REQUIRED TASK ▸
Rewrite every line of the listing below as a JSON list of strings, one string per line, omitting blank lines. Leave the pictures out of the answer.

SOURCE RECORDS ▸
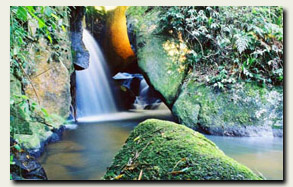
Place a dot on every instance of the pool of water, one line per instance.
(85, 152)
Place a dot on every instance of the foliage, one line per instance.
(246, 41)
(23, 111)
(27, 25)
(95, 20)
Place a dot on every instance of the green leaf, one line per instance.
(40, 21)
(17, 147)
(45, 112)
(56, 17)
(21, 13)
(63, 28)
(50, 38)
(48, 11)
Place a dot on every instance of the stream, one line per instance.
(86, 151)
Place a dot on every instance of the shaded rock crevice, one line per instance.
(79, 52)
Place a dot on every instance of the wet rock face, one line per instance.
(23, 166)
(162, 150)
(243, 110)
(80, 54)
(50, 82)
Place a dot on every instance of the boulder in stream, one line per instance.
(163, 150)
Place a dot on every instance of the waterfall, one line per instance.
(93, 92)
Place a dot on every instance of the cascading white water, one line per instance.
(93, 92)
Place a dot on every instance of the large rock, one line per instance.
(80, 54)
(116, 45)
(161, 59)
(50, 80)
(243, 110)
(23, 166)
(162, 150)
(40, 98)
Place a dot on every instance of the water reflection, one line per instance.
(86, 152)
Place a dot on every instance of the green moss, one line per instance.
(159, 67)
(162, 150)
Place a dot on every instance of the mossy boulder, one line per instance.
(241, 109)
(244, 110)
(160, 58)
(162, 150)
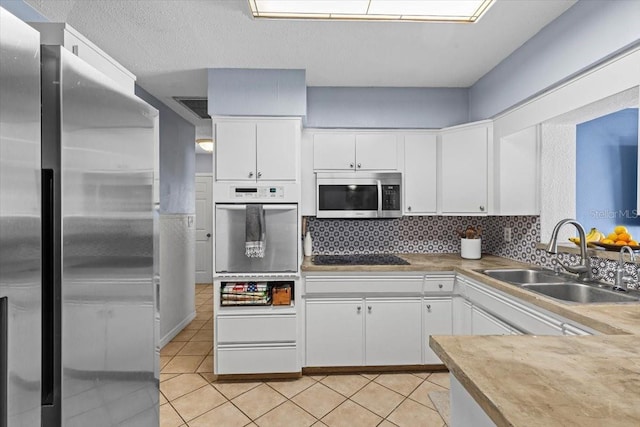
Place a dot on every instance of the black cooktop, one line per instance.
(359, 259)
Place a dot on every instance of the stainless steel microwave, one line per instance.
(359, 195)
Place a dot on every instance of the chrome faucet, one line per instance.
(583, 270)
(623, 281)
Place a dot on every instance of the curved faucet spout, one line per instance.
(583, 270)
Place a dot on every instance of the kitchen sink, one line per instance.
(580, 293)
(562, 287)
(524, 276)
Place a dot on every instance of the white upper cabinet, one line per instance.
(262, 150)
(376, 152)
(57, 33)
(517, 175)
(236, 151)
(276, 148)
(334, 151)
(348, 151)
(420, 174)
(464, 160)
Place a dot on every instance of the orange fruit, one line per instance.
(620, 229)
(624, 236)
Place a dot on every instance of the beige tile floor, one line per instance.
(190, 397)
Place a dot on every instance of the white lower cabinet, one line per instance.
(393, 332)
(461, 316)
(334, 332)
(363, 331)
(256, 359)
(485, 324)
(438, 320)
(386, 320)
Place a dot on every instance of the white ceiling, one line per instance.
(169, 44)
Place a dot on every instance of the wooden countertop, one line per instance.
(421, 262)
(539, 380)
(548, 381)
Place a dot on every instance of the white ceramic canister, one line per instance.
(471, 248)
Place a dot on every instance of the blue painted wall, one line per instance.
(606, 172)
(177, 159)
(257, 92)
(386, 107)
(23, 11)
(582, 36)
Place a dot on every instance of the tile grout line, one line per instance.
(294, 403)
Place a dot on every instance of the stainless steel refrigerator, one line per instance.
(20, 274)
(94, 359)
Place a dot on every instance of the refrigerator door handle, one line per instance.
(4, 398)
(48, 291)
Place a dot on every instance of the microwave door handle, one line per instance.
(379, 183)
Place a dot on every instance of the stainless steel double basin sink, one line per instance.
(562, 287)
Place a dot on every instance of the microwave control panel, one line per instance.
(259, 192)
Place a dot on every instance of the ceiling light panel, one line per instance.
(385, 10)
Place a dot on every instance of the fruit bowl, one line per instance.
(616, 248)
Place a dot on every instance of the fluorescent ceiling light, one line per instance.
(206, 144)
(373, 10)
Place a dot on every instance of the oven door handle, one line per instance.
(265, 206)
(379, 184)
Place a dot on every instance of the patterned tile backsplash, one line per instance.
(435, 234)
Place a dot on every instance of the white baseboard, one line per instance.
(175, 331)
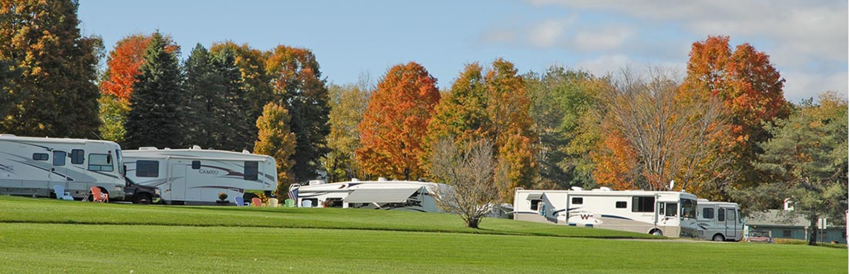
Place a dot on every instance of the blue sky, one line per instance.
(807, 40)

FINAL RESULT ▸
[
  "Place a dot on every instance of the pool of water, one line per instance.",
  "(85, 152)",
  "Place a dot on every instance of the foliage, one line per instance.",
  "(246, 41)",
  "(23, 111)",
  "(27, 25)",
  "(95, 20)",
  "Place a dot on every instance of the green leaf, one line per instance.",
  "(40, 21)",
  "(17, 147)",
  "(45, 112)",
  "(56, 17)",
  "(21, 13)",
  "(63, 28)",
  "(50, 38)",
  "(48, 11)",
  "Place a dot on every instance of the stream, one line per instance.",
  "(86, 151)",
  "Place a dot on every instance of the shaded rock crevice, one line per instance.",
  "(79, 52)",
  "Place a dot on every instance of the wet rock face, one line per instance.",
  "(23, 166)",
  "(162, 150)",
  "(243, 110)",
  "(80, 54)",
  "(50, 82)",
  "Place a dot on every instance of the boulder in stream, one line per instance.",
  "(163, 150)",
  "Place a dot on every instance of the waterfall, one line per instance.",
  "(93, 92)",
  "Place a dot on every instance of the cascading white water, one line per instance.",
  "(93, 92)",
  "Place a dot on every instance of the large rock, one line per instance.",
  "(80, 54)",
  "(116, 45)",
  "(161, 59)",
  "(50, 80)",
  "(243, 110)",
  "(23, 166)",
  "(162, 150)",
  "(40, 98)",
  "Place a dot on every instance of the water reflection, one line per instance.",
  "(86, 152)",
  "Place a dot on every instance of the green moss, one line per instance.",
  "(159, 67)",
  "(162, 150)",
  "Place a dot on every instance of the mossy boulder, one line per instance.",
  "(241, 109)",
  "(244, 110)",
  "(160, 58)",
  "(162, 150)",
  "Place a dot on every instance of the black cooktop, one line per instance.",
  "(359, 259)",
  "Place a dot on every instance of the stainless steel microwave, one line per instance.",
  "(359, 195)",
  "Place a dot on every instance of the chrome faucet, one line per instance.",
  "(583, 270)",
  "(623, 281)",
  "Place a dot on every instance of the curved faucet spout, one line per instance.",
  "(583, 270)",
  "Place a dot on every instance of the kitchen sink, one line per instance.",
  "(580, 293)",
  "(562, 287)",
  "(524, 276)",
  "Place a dot on every instance of the white upper cabinet, one line per instance.",
  "(262, 150)",
  "(376, 152)",
  "(57, 33)",
  "(517, 175)",
  "(236, 151)",
  "(276, 148)",
  "(334, 151)",
  "(348, 151)",
  "(420, 174)",
  "(464, 160)",
  "Place a dot on every instance of the orange fruit, one line per instance.",
  "(620, 229)",
  "(624, 236)",
  "Place a dot on every instance of the beige tile floor, one line per instance.",
  "(190, 397)",
  "Place a dot on every instance of the white lower cabinet, one line per instance.",
  "(393, 332)",
  "(461, 316)",
  "(334, 332)",
  "(363, 331)",
  "(256, 359)",
  "(485, 324)",
  "(438, 320)",
  "(386, 320)",
  "Place a dot on every instance of the white ceiling, one line per instance.",
  "(169, 44)",
  "Place a dot on every instance of the wooden countertop, one line per instance.",
  "(421, 262)",
  "(539, 380)",
  "(548, 381)",
  "Place a dot on every instance of the white ceramic canister, one line per instance.",
  "(471, 248)",
  "Place a dot on every instance of the blue painted wall, one line per instance.",
  "(606, 172)",
  "(177, 159)",
  "(257, 92)",
  "(386, 107)",
  "(23, 11)",
  "(582, 36)",
  "Place a dot on every instance of the tile grout line, one line per instance.",
  "(294, 403)",
  "Place a dot on every instance of the stainless steel refrigerator, one line per instance.",
  "(20, 274)",
  "(94, 359)",
  "Place a dot on every instance of the refrigerator door handle, one line per instance.",
  "(4, 398)",
  "(48, 291)",
  "Place a dot on every instance of the microwave door handle, one line per instance.",
  "(379, 183)",
  "Place a dot on every instance of the stainless steel double basin sink, one line per instance.",
  "(562, 287)",
  "Place a dot on every instance of the microwave control panel, one line per instance.",
  "(259, 192)",
  "Place a dot on every instance of the ceiling light panel, one line per instance.",
  "(385, 10)",
  "Place a dot on every instance of the fruit bowl, one line per instance.",
  "(616, 248)",
  "Place a dot on every instance of the fluorescent ceiling light, one line per instance.",
  "(206, 144)",
  "(373, 10)",
  "Place a dot on every instance of the oven door handle, one line per instance.",
  "(265, 206)",
  "(379, 184)",
  "Place a dot on every instance of the patterned tile backsplash, one line per instance.",
  "(435, 234)",
  "Place a dot on every instance of the white baseboard, one line per instance.",
  "(175, 331)",
  "Place a dot on every instance of the blue sky, one line per instance.",
  "(807, 40)"
]